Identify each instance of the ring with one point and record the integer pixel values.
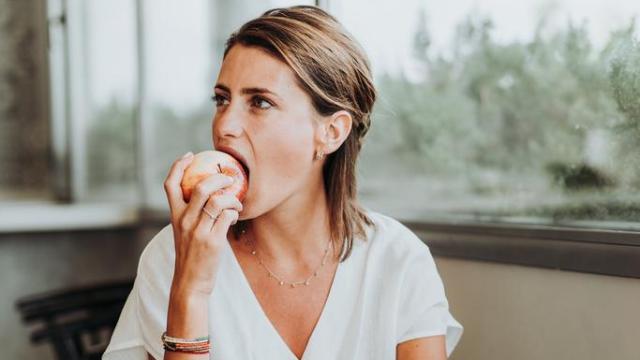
(208, 213)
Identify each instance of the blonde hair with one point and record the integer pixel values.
(334, 71)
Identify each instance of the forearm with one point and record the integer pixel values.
(187, 318)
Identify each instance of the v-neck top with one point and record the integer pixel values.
(388, 291)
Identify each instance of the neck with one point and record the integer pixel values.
(295, 234)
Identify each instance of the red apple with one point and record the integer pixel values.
(207, 163)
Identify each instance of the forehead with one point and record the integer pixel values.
(254, 67)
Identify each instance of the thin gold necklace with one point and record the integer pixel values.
(279, 279)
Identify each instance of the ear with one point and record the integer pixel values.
(333, 131)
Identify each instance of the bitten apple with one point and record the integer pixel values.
(207, 163)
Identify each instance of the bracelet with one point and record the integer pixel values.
(199, 345)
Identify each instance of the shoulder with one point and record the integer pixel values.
(157, 258)
(394, 239)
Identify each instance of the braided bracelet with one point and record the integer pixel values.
(199, 345)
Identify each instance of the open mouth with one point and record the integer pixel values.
(244, 167)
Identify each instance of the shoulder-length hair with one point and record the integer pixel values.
(331, 67)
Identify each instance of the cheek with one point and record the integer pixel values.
(285, 155)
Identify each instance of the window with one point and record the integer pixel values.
(502, 111)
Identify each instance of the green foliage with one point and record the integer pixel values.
(519, 107)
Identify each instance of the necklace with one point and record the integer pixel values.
(279, 279)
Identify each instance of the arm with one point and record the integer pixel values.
(425, 348)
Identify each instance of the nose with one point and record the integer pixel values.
(227, 123)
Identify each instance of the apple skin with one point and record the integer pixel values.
(207, 163)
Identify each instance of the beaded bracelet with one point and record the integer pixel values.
(190, 346)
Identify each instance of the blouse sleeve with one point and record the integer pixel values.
(423, 307)
(143, 317)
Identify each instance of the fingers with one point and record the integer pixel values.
(172, 184)
(214, 208)
(225, 220)
(201, 194)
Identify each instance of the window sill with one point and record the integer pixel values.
(597, 251)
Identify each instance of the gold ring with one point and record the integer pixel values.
(208, 213)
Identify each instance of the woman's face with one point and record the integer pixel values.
(266, 119)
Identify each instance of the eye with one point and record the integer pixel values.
(260, 103)
(219, 100)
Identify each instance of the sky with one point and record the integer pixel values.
(180, 60)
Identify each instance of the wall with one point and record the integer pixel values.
(24, 130)
(516, 312)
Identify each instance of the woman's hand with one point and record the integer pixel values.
(198, 238)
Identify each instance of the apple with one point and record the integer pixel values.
(207, 163)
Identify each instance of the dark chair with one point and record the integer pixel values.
(78, 322)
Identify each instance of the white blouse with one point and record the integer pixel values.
(388, 291)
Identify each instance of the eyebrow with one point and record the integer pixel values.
(248, 91)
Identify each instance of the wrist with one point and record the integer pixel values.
(188, 314)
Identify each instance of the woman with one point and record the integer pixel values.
(298, 270)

###

Your objective
Rewrite the stretch from the line containing "Identify each instance of the woman with" through the last of the lines, requests included, multiplying each coordinate in the answers by 0.4 and rounding to whole numbers with halves rounded up. Give only that stretch.

Task result
Identify each instance of the woman with one point and record the integer pixel values.
(119, 108)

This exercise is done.